PROVIDED DATA:
▶

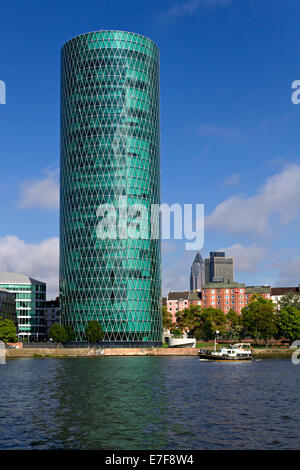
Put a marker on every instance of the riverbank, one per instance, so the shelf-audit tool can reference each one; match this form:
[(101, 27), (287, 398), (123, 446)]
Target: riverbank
[(259, 353)]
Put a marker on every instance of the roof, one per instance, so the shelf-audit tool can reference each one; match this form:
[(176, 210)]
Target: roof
[(258, 289), (284, 290), (15, 278), (223, 285), (185, 295)]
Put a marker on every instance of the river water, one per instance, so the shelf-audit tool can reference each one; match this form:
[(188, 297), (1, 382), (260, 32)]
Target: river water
[(149, 403)]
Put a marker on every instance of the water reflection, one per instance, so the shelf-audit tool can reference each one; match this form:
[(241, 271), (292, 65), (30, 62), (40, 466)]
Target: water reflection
[(148, 403)]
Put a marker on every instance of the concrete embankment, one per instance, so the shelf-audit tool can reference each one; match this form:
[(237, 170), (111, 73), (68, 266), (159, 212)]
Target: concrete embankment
[(109, 352)]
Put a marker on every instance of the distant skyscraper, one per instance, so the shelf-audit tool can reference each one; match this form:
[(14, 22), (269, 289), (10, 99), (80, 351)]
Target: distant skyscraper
[(218, 268), (197, 278)]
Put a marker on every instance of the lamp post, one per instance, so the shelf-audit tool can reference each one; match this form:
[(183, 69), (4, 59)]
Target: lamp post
[(216, 335)]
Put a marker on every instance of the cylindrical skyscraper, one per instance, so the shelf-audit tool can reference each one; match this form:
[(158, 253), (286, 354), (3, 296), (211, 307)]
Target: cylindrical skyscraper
[(110, 153)]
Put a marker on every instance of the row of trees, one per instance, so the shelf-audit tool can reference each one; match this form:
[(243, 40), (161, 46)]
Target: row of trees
[(61, 334), (260, 319)]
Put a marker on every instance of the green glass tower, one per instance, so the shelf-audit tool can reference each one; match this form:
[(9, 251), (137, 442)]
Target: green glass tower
[(110, 152)]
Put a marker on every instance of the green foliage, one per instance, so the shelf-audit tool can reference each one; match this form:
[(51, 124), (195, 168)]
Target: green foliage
[(8, 330), (94, 332), (211, 319), (202, 323), (166, 318), (259, 318), (58, 333), (289, 323), (189, 318), (290, 300), (233, 324)]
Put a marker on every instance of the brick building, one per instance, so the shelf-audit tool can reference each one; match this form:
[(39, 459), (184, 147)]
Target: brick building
[(278, 292), (217, 295)]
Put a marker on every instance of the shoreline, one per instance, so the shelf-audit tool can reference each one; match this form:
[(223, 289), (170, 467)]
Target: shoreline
[(42, 353)]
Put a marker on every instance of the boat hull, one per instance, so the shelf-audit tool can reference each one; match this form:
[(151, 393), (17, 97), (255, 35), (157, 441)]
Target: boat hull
[(211, 357)]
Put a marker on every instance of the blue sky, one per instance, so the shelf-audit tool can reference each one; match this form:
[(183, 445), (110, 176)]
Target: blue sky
[(229, 129)]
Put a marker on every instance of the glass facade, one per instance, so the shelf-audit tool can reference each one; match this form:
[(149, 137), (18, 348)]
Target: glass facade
[(30, 307), (110, 151)]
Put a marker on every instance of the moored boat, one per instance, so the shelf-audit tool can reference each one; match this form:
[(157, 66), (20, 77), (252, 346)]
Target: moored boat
[(235, 352)]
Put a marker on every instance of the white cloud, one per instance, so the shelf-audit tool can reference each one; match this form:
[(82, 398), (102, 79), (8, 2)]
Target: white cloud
[(289, 275), (43, 194), (191, 6), (39, 261), (233, 179), (246, 258), (207, 130), (280, 196)]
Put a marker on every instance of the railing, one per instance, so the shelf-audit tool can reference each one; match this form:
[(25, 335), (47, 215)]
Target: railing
[(101, 344)]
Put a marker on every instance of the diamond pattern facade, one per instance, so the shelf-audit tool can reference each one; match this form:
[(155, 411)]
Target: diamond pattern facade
[(110, 147)]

◀

AIM OF THE EXERCISE: From the material above, set down exactly the lines between the line holding "[(241, 271), (292, 65), (30, 62), (40, 466)]" and the line holding "[(14, 22), (269, 289), (10, 99), (80, 351)]", inclusive. Include nothing else.

SOLUTION:
[(241, 271), (292, 65), (30, 62), (40, 466)]
Target: water reflection
[(148, 403)]
Put a marker on every instance of the concrete embankment, one per instance, so the shelf-audit tool can reference each one; match this form:
[(237, 170), (111, 73), (68, 266), (159, 212)]
Target: concrete embankment
[(109, 352)]
Put a marker on every instance of the distant skyscraper, one per instance, so the shelf-audit tool can reference each one; match this form:
[(14, 22), (269, 289), (10, 99), (80, 351)]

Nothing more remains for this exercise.